_Stored records_:
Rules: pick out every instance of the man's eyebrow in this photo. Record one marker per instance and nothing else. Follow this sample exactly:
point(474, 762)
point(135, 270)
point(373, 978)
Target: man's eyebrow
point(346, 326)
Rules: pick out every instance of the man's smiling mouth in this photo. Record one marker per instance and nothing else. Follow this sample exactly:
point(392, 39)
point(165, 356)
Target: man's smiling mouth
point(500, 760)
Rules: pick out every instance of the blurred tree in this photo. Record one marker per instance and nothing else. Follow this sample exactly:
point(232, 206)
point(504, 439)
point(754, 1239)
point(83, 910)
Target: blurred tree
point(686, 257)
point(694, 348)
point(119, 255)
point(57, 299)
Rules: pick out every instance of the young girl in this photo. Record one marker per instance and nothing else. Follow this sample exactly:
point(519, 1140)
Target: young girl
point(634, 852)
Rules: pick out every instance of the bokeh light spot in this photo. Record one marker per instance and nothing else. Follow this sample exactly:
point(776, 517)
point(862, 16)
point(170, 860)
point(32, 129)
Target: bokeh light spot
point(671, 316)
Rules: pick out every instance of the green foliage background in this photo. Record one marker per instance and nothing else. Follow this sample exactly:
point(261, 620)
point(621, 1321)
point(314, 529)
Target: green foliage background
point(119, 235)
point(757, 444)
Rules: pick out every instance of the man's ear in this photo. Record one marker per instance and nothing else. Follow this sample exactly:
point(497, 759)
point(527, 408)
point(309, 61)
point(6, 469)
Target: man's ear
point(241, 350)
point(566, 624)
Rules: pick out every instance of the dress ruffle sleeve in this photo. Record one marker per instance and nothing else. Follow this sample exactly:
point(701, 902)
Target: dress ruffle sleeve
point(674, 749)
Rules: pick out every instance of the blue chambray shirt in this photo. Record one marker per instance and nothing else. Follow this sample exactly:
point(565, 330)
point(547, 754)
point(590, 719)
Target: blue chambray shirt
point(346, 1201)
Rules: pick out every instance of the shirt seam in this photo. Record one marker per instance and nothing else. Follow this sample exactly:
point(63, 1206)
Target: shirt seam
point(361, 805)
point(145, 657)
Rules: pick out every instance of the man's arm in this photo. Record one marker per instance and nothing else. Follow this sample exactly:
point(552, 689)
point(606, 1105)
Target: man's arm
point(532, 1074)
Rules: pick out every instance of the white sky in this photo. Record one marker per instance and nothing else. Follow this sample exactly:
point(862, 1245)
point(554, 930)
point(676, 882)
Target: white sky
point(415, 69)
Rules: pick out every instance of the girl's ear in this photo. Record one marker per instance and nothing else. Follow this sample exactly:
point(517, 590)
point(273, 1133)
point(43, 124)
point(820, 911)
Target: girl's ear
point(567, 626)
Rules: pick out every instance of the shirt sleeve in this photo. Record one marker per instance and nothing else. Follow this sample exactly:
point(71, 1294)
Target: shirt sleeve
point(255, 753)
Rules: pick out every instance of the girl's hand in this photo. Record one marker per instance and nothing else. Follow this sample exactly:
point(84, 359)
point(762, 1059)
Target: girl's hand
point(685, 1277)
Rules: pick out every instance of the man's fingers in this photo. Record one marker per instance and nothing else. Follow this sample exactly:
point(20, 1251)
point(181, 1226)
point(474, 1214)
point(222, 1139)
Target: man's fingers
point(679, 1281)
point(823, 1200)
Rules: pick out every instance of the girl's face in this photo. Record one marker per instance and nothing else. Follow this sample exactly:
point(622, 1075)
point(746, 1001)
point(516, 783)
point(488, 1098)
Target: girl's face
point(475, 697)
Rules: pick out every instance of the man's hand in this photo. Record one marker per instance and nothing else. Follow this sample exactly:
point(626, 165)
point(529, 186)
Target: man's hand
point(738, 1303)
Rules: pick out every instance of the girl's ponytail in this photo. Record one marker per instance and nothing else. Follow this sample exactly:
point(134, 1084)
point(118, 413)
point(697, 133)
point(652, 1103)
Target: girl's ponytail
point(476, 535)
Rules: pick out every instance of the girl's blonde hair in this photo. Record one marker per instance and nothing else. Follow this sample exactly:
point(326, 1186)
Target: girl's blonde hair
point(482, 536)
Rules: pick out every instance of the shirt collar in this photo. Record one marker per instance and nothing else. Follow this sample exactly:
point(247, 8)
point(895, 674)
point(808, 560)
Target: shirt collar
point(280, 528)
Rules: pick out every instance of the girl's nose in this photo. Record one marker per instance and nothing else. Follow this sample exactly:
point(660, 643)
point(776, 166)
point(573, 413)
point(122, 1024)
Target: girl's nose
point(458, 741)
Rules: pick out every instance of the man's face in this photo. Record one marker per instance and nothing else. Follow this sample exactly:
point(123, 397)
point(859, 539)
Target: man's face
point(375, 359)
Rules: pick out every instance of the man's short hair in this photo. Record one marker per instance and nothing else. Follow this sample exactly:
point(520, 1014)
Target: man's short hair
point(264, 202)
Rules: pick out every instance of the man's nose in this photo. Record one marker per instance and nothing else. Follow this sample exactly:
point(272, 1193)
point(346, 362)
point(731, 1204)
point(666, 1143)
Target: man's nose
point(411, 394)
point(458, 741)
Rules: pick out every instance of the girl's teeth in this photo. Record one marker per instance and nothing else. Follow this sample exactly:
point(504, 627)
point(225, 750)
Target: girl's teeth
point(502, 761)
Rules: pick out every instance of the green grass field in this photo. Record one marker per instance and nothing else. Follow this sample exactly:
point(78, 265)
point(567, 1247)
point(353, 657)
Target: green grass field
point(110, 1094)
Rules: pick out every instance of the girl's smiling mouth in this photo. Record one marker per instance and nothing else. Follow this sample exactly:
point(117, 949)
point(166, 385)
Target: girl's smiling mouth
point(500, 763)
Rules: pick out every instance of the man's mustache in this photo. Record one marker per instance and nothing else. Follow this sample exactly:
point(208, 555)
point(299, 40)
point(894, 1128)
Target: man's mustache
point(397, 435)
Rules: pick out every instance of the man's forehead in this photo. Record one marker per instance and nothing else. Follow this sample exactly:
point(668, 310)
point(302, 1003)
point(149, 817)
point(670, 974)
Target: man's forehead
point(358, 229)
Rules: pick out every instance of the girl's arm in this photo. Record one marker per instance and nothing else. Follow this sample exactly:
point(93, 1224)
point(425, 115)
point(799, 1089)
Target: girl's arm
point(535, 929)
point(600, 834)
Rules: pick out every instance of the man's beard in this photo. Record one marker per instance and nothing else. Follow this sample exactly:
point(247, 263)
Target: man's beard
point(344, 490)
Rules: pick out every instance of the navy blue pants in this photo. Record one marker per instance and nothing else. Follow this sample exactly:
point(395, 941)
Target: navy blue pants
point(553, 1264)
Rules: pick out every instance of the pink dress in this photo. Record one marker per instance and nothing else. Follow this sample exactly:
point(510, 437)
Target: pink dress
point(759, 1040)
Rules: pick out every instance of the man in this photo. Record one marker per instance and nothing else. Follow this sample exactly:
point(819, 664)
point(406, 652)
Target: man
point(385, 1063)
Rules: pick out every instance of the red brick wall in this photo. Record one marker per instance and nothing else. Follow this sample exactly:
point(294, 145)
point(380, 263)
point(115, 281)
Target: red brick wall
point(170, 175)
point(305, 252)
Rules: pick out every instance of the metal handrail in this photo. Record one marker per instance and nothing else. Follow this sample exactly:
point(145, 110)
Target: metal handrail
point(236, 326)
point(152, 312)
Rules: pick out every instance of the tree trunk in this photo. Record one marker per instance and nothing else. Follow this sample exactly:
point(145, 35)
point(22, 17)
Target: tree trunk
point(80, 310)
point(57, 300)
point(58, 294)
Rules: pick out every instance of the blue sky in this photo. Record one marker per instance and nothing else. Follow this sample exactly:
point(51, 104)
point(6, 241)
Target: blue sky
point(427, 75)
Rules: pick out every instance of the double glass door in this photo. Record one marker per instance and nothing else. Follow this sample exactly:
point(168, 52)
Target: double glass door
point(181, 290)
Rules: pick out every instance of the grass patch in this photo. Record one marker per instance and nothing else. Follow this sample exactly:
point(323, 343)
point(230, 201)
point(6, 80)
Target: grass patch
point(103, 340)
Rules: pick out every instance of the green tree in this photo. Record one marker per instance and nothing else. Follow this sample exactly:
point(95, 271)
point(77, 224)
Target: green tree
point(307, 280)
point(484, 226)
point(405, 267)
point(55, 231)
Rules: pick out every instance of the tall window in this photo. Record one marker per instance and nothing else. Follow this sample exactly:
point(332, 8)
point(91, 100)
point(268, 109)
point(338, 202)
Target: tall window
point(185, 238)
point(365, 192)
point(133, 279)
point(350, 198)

_Exercise_: Copy the records from the start through the line containing "point(346, 326)", inclusive, and swap "eyebrow" for "beard" while leaving everything else unchanged. Give only those lines.

_Answer for this exercise_:
Rules: pick out every instance of the man's beard in this photo. Record one marker per instance and nothing else. Follow this sample exactly:
point(474, 762)
point(135, 270)
point(373, 978)
Target: man's beard
point(346, 326)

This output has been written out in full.